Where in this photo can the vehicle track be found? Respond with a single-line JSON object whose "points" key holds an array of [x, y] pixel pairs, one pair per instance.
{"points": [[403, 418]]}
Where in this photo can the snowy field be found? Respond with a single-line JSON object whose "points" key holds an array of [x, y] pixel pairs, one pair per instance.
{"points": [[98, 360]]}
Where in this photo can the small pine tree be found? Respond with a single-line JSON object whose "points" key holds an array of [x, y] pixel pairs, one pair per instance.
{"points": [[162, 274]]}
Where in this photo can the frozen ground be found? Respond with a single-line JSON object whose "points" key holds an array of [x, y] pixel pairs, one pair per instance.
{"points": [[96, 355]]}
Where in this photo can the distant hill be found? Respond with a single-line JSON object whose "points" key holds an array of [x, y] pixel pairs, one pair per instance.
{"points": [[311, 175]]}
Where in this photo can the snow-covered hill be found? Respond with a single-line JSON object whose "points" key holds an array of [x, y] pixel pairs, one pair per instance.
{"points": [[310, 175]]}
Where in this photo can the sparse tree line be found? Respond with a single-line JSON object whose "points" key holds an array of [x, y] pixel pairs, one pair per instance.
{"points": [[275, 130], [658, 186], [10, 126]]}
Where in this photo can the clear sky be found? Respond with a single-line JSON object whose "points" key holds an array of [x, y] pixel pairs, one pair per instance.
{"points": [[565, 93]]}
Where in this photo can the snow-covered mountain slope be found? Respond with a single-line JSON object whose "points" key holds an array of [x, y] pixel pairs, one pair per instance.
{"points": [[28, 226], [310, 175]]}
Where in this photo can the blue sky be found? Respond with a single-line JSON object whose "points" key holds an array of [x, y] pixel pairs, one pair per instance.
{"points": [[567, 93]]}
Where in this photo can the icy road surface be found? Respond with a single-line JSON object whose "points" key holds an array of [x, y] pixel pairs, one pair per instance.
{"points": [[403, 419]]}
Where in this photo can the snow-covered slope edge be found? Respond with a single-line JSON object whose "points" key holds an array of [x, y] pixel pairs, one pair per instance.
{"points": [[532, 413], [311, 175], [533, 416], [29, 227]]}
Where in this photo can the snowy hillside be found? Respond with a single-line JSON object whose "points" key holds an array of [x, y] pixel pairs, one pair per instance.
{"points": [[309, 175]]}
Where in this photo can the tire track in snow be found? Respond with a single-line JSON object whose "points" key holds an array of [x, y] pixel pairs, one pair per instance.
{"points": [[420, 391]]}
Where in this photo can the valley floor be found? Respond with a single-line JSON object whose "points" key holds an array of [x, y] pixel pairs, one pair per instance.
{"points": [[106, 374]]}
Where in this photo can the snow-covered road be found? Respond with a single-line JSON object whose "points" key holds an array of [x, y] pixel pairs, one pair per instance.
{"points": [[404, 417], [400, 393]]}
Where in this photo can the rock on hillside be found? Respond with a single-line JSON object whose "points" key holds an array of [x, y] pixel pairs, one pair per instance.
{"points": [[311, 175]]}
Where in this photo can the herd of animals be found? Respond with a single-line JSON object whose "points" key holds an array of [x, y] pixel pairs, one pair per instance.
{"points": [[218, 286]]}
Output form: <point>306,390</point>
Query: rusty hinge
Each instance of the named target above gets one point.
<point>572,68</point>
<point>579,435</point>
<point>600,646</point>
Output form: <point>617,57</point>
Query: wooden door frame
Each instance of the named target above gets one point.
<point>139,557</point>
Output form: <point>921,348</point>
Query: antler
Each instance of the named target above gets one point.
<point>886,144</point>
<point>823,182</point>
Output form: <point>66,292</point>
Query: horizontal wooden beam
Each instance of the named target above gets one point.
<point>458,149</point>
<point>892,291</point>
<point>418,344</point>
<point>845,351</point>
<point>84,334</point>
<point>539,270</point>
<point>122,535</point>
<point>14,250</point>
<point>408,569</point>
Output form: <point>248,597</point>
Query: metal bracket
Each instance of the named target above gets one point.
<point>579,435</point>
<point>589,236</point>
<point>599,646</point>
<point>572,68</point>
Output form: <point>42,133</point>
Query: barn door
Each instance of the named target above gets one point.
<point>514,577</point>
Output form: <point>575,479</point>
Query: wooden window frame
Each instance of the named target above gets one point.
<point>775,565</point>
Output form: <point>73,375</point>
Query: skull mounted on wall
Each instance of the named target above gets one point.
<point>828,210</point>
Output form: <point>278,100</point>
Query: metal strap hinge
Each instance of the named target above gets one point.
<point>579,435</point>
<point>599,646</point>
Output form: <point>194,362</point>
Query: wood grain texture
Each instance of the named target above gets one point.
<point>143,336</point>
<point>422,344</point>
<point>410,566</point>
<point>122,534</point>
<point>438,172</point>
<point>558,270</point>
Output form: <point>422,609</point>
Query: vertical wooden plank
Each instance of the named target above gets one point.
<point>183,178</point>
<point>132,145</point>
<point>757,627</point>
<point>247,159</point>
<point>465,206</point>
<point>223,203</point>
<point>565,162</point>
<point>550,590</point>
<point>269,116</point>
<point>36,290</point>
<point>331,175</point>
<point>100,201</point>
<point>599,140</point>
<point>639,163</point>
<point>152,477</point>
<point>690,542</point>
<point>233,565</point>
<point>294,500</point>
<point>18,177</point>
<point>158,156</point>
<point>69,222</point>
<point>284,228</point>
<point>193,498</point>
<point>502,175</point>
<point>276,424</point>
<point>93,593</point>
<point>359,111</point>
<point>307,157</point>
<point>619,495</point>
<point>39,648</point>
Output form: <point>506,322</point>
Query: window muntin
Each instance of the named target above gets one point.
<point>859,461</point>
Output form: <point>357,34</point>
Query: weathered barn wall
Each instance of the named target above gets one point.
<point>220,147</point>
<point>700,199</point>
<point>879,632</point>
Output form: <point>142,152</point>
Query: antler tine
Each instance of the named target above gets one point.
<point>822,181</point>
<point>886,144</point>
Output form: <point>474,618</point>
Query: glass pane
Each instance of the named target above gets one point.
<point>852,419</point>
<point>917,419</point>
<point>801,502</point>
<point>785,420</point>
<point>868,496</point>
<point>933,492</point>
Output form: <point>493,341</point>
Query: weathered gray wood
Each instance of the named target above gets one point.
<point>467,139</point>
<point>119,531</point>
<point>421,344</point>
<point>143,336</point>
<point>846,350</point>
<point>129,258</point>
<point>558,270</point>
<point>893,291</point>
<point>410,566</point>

- - -

### ABOUT THIS TASK
For every line of the records that has the word "wall" in it, make a copy.

### ANSWER BOX
Query: skull mounted on wall
Query: weathered barn wall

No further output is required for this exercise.